§ 課題の構成:
[1] 抜粋によると、ノルディックシステムで学んだ人たちは、介入による即時効果をみる手法を何と呼ぶことがあるか。
[2] 抜粋のうち、「これらは、「仮説に仮説(憶測)」を積み重ねるというリーズニングエラーの1つです。」から始まり「が、判断のヒントになります。」で終わる部分を、一字一句変えずに書き写しなさい。

骨盤を前傾させる要素の1つに大腿直筋がある。

大腿直筋が短縮しているから、これがやっぱり原因だ。

大腿直筋の短縮が骨盤を前傾させ、歩行時の痛みを誘発している。

 

これらは、「仮説に仮説(憶測)」を積み重ねるというリーズニングエラーの1つです。

下矢印は、下の事柄にしっかりリンクしているように見えなくもないですが、実証されていなければ、検証すらもされていません。

 

では、どのように検証作業を進めるのでしょうか?

検証作業(クリニカルリーズニング)をすすめるうえで、以下のような所見がある場合が、判断のヒントになります。

 

1.介入による即時効果

ノルディックシステムで学ばれた方たちは「鑑別検査」と言ったりします。症状の増悪(誘発)/軽減(消失)を見ながら、治療介入部位に迫っていきます。

評価の結果をその場でモニターしながら変化が生まれるかをみていきます。

 

2.機能の左右差

多くの徒手療法学派が用いると思います。

正常と思われる反対側との比較で何かしらのヒントを得ようとします。左右差と一言で言っても、他動運動による可動域の違いや自動運動や筋力などの機能的左右差(客観的な左右差)もあれば、そこには何ら左右差は存在しないが患者自身が左右差として感じる(主観的な左右差)場合まであります。

 

3.正常と思われるものからの逸脱

「これぐらいの可動域があるはずだ。」「押しても本来は痛みを感じないはずだ。」という前提のもと、そこで陽性となったものを異常と捉えます。

 

4.症状の改善

1と似ていますが、試験的治療として特定箇所に介入を行いその結果を治療前と比較します。

例として前述したケースでは、この手法をとっていますが、その前に、症状の関連性を確認できていませんでした。

 

これらが代表的なものになるかと思います。

これらの考え方は、どれが正しいか、理学療法士それぞれで意見が食い違う傾向があり、結局、絶対的なものはないと思います。

§ 提供項目:

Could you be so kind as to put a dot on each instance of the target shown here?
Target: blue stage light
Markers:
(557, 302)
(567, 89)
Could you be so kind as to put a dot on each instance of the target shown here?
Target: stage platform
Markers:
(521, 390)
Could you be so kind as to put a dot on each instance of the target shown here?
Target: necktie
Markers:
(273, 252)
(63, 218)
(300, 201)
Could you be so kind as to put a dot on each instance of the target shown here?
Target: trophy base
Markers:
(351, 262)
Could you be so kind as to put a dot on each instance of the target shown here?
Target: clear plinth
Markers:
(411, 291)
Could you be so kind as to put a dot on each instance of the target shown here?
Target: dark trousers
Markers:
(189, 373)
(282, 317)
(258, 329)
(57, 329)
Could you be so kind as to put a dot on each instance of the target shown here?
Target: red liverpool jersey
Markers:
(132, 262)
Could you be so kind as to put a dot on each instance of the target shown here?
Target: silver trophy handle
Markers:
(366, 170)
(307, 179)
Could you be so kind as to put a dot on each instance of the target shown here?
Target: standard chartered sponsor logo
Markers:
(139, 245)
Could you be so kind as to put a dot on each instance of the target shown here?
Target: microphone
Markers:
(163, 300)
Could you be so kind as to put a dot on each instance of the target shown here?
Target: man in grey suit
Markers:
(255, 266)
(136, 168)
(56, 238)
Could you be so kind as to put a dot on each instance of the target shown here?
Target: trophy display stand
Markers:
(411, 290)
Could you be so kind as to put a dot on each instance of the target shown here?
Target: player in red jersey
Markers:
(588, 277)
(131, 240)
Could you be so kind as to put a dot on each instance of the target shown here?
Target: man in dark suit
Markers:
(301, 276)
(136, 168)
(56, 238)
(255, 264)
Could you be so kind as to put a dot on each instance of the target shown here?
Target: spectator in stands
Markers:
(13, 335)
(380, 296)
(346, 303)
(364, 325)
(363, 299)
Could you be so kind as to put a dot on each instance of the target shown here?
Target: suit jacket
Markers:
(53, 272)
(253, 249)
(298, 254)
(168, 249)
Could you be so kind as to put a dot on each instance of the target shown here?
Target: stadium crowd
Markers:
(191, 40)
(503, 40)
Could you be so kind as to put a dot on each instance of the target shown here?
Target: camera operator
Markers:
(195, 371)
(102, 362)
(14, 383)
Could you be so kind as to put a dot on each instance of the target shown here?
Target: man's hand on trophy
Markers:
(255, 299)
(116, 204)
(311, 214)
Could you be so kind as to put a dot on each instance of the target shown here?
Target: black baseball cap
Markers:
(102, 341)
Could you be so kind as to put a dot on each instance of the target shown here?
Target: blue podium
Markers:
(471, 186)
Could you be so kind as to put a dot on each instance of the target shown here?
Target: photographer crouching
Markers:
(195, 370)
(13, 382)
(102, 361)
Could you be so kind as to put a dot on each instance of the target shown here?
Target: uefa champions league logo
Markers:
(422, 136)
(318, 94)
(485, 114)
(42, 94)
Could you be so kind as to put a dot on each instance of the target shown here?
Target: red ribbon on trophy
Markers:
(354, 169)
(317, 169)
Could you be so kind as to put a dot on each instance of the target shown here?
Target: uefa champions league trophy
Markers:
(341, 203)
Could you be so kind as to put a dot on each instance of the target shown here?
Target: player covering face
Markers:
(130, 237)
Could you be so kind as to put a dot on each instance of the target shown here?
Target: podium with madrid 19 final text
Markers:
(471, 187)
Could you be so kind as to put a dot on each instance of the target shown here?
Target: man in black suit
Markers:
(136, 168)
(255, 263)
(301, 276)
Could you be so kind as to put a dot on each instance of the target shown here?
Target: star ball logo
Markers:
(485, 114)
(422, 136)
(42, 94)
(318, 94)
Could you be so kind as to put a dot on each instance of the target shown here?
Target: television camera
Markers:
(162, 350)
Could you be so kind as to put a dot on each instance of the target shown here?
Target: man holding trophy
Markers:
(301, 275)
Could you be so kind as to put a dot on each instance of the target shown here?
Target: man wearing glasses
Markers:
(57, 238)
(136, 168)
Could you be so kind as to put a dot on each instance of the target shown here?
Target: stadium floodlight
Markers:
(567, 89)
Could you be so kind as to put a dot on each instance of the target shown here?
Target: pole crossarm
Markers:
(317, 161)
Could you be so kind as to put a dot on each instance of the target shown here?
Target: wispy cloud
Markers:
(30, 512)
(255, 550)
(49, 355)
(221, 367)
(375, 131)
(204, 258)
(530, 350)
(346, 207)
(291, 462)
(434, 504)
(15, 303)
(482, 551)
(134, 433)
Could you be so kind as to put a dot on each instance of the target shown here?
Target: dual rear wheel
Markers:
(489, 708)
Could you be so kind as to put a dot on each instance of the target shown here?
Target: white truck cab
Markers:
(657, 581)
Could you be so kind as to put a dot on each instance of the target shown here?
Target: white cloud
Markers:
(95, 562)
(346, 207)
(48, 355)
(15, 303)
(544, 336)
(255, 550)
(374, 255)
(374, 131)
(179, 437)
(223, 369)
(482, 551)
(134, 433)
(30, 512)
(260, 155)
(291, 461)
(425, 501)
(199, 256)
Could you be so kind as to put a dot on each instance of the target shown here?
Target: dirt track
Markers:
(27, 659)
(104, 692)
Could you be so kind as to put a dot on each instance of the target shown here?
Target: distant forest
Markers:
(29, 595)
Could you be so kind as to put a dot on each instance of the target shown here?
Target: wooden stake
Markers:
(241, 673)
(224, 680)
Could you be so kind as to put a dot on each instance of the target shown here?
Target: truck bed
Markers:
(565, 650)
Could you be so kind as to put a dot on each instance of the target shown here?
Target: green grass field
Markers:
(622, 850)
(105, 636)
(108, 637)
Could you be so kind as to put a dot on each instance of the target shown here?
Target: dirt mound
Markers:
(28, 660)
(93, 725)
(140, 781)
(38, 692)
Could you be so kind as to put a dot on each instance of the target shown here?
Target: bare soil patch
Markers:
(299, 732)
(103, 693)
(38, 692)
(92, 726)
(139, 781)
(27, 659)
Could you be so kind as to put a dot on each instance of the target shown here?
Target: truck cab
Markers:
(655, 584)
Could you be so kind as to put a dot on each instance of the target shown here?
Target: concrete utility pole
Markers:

§ 課題別の解答:
[1] 「鑑別検査」と呼ぶことがある。

[2]
これらは、「仮説に仮説(憶測)」を積み重ねるというリーズニングエラーの1つです。

下矢印は、下の事柄にしっかりリンクしているように見えなくもないですが、実証されていなければ、検証すらもされていません。

 

では、どのように検証作業を進めるのでしょうか?

検証作業(クリニカルリーズニング)をすすめるうえで、以下のような所見がある場合が、判断のヒントになります。